◆ The request ◆
Go through the data below and keep only the lines that contain the string "sign".

◆ Raw records ◆
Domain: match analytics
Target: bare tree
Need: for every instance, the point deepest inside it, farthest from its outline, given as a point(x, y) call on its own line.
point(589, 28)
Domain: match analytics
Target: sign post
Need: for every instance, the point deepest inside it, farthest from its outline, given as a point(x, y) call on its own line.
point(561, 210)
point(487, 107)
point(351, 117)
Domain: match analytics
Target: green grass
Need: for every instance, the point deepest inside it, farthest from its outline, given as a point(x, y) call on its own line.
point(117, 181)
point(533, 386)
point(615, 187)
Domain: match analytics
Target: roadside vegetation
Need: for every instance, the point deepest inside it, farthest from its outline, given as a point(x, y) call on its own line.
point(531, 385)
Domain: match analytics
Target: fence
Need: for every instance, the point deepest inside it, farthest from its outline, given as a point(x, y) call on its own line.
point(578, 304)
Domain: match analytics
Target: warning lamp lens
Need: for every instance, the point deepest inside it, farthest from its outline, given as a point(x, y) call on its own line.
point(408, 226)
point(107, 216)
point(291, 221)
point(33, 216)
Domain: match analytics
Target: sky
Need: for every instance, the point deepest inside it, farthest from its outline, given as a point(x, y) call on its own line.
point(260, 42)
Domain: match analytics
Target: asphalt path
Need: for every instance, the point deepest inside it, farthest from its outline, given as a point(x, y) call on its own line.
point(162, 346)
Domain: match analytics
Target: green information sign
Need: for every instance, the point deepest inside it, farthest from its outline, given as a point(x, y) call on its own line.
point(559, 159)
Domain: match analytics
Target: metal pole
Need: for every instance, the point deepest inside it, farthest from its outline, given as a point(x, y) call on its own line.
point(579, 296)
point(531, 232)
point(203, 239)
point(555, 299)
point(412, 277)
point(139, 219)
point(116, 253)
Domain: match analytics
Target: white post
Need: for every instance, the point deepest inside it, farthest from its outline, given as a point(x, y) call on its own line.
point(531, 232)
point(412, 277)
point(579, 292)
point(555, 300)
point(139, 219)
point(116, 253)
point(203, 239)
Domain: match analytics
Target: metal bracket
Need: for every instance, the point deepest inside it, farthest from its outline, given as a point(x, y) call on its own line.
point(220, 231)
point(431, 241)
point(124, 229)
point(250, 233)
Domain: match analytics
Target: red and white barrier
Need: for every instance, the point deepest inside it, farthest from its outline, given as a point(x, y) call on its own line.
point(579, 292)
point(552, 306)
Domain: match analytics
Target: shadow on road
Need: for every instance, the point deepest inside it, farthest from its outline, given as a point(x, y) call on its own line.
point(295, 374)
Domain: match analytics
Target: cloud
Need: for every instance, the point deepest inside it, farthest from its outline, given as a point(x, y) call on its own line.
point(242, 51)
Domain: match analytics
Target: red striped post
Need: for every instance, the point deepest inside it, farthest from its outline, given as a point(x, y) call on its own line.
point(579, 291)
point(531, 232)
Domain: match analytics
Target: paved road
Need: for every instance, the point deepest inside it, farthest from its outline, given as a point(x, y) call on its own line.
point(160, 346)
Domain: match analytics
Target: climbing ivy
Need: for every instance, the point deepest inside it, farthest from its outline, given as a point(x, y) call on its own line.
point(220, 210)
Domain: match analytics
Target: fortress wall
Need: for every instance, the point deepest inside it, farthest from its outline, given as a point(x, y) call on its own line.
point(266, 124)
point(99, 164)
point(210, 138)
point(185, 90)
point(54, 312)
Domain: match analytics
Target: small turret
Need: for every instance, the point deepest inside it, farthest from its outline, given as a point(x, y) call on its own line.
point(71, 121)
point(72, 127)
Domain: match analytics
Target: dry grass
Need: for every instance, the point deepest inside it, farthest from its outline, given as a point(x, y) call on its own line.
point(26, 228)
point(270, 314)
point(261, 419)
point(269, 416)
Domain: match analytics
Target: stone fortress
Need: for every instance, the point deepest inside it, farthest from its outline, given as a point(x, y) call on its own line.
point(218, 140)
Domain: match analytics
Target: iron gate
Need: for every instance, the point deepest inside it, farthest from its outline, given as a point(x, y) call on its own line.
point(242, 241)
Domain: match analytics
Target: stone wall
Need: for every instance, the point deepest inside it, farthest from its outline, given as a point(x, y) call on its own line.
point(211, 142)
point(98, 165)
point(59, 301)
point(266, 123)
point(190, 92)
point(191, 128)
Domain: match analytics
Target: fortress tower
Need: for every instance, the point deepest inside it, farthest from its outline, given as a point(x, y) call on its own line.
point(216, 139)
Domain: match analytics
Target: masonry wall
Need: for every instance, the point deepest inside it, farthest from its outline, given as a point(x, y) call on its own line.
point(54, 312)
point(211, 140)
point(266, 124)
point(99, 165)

◆ Right answer ◆
Target: sign post
Target: green information sign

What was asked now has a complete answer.